A Relação considerou – e bem (ao analisar a apelação dos réus) –, que na servidão de aqueduto apontam-se numerosos adminucula, entre os quais se conta a faculdade de passar no prédio serviente para inspecção, consertos e melhoramentos necessários, acabando por concluir que às autoras assiste o direito de entrar no prédio dos réus sempre que as circunstâncias concretas imponham a inspecção dos tubos, correspondendo aos réus a obrigação de facultar tal acesso, mas não de dar àquelas qualquer chave, ou manter aberta a sua propriedade.

Com efeito, emerge do art. 1565.º, n.º 1, do CC, que o direito de servidão compreende tudo o que é necessário para o seu uso e conservação.

Assim, in casu, pela servidão de aqueduto constituída a favor das autoras, o prédio serviente (dos réus) fica onerado com a condução da água a favor do prédio das primeiras, as quais, como titulares da servidão, ficam com o direito à prática dos actos que para o efeito sejam necessários

É usual considerar que no âmbito dos direitos conferidos ao titular da servidão, em que cabe tudo o que lhe é necessário para o uso e conservação da mesma, avulta o adminiculum da passagem pelo prédio serviente.

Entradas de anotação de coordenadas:

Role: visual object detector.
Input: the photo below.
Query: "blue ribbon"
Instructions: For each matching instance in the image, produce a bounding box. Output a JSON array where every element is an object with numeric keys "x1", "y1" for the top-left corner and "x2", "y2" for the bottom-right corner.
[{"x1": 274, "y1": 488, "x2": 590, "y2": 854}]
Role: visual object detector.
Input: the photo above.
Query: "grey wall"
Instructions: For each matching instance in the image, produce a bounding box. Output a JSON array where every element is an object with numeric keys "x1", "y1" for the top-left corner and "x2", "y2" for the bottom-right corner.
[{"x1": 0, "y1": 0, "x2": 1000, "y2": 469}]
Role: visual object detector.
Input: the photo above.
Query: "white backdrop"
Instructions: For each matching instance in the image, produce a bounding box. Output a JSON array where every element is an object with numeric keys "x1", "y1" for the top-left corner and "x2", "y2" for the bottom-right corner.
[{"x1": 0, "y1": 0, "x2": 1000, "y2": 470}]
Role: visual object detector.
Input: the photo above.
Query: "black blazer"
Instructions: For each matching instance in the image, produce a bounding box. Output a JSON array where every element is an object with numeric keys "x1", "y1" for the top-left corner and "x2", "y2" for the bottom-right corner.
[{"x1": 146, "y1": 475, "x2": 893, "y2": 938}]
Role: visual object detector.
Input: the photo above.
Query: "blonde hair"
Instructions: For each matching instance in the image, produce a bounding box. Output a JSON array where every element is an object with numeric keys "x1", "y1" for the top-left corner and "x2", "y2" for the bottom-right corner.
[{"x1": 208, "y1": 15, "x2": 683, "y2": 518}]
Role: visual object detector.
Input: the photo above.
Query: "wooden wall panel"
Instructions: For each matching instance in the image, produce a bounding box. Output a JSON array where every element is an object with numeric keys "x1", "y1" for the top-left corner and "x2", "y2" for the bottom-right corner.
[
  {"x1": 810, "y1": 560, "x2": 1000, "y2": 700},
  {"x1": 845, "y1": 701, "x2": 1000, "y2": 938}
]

CONJUNTO DE TAREFAS:
a – Responda às seguintes perguntas com base no excerto sobre a servidão de aqueduto:
(i) Que disposição do CC é invocada para afirmar que o direito de servidão compreende tudo o que é necessário para o seu uso e conservação?
(ii) A favor de quem foi constituída a servidão de aqueduto?
(iii) Segundo a Relação, que dois deveres não recaem sobre os réus?
b – Traduza para inglês a seguinte frase do excerto sobre a servidão de aqueduto: "Com efeito, emerge do art. 1565.º, n.º 1, do CC, que o direito de servidão compreende tudo o que é necessário para o seu uso e conservação."

RESPOSTAS:
a –
(i) O art. 1565.º, n.º 1, do CC.
(ii) A favor das autoras.
(iii) O de dar às autoras qualquer chave e o de manter aberta a sua propriedade.

b – Indeed, it follows from Article 1565, No. 1, of the Civil Code that the right of servitude encompasses everything that is necessary for its use and conservation.